Stored entries
+---+
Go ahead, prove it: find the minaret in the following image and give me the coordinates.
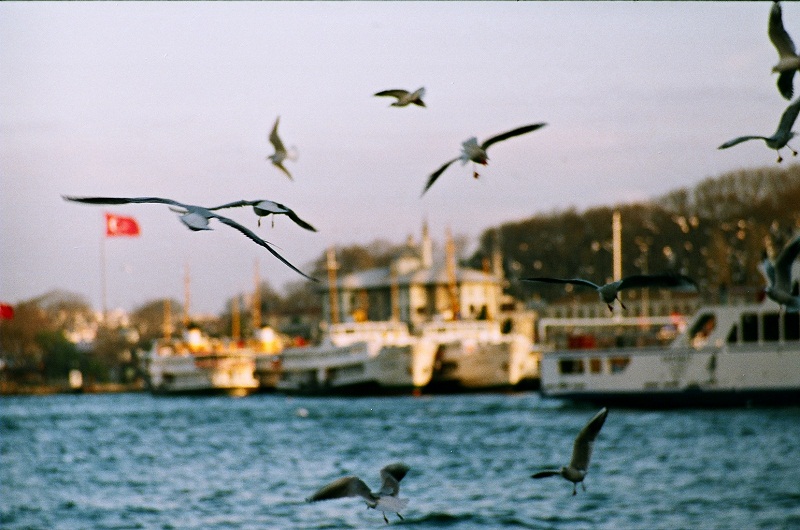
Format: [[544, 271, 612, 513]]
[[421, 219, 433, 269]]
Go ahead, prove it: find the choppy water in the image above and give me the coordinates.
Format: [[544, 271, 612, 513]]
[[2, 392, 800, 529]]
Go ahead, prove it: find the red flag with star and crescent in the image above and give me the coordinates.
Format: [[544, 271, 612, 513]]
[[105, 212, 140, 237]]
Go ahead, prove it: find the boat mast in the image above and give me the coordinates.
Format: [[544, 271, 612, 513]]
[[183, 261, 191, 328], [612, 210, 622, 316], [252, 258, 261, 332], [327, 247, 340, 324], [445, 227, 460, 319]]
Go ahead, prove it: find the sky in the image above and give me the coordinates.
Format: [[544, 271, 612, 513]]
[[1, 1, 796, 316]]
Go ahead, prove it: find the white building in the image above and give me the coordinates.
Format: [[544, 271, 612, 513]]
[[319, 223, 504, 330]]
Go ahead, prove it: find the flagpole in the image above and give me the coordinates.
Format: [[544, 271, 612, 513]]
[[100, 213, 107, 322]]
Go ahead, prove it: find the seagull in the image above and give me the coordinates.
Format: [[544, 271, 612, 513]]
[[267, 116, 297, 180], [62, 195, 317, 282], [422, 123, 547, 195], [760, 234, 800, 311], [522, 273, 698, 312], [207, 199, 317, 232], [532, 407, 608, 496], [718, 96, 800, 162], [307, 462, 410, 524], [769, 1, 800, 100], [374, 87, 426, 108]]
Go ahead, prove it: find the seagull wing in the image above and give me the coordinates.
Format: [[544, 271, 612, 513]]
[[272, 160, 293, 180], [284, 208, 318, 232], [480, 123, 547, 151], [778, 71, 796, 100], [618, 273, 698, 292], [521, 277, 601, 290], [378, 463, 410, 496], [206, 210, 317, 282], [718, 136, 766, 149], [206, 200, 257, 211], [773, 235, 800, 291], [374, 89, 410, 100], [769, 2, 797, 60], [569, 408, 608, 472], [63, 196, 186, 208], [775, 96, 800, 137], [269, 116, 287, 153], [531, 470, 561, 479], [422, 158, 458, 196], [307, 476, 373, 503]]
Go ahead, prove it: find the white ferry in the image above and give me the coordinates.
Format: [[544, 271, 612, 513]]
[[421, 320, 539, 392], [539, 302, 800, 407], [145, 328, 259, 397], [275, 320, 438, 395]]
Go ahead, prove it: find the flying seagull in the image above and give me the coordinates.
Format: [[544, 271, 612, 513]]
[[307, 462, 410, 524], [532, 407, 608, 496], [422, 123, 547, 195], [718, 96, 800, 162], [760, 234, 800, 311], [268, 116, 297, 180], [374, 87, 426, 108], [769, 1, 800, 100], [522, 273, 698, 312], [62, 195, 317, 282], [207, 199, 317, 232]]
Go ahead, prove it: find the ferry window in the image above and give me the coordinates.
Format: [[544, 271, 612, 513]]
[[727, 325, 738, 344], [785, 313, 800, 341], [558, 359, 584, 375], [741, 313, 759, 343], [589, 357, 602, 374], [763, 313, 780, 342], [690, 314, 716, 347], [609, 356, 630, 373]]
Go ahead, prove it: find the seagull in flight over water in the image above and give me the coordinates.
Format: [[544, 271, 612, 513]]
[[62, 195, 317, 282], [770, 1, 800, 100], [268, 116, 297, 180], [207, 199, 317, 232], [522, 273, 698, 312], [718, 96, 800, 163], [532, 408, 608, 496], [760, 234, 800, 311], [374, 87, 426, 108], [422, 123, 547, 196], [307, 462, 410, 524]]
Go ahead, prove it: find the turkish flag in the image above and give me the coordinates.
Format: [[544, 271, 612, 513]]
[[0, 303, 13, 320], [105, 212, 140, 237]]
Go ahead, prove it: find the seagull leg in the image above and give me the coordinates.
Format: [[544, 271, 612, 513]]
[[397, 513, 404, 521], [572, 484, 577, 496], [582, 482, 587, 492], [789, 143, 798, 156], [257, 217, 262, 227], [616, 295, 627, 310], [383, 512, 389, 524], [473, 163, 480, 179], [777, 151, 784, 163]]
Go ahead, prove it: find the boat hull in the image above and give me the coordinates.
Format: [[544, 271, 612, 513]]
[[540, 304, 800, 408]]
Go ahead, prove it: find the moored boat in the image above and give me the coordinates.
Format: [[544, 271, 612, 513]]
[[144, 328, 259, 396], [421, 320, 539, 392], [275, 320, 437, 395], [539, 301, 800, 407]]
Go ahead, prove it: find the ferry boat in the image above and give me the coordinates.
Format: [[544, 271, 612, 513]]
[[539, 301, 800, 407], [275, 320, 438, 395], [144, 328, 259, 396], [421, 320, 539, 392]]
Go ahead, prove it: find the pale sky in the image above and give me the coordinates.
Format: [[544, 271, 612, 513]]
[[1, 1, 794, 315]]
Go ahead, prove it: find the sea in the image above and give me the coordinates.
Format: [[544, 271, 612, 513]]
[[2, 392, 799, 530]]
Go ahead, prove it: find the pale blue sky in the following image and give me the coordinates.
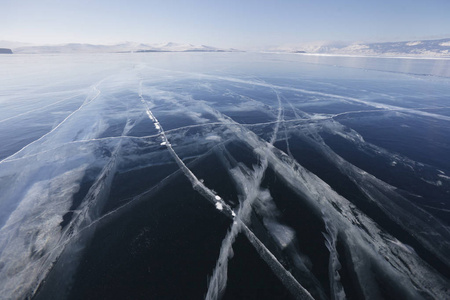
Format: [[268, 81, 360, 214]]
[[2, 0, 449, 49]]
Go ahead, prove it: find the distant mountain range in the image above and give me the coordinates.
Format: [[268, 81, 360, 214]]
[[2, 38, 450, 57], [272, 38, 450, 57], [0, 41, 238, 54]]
+---+
■ WORK INSTRUCTIONS ■
Copy every line of the entries above in which "seagull" occurs.

■ ANSWER BOX ■
Go ahead, prove it: find the seagull in the image above and give me the coordinates.
Go ahead, prove it: find the seagull wing in the image above and give me the coordinates.
Go ahead, prove it: find the flying seagull in the image above and give me the coordinates.
Go ahead, prove it: find the seagull in flight over water in the image above and give me the coordinates.
Go ahead, prove it: find the seagull leg in the image above and give me the coordinates.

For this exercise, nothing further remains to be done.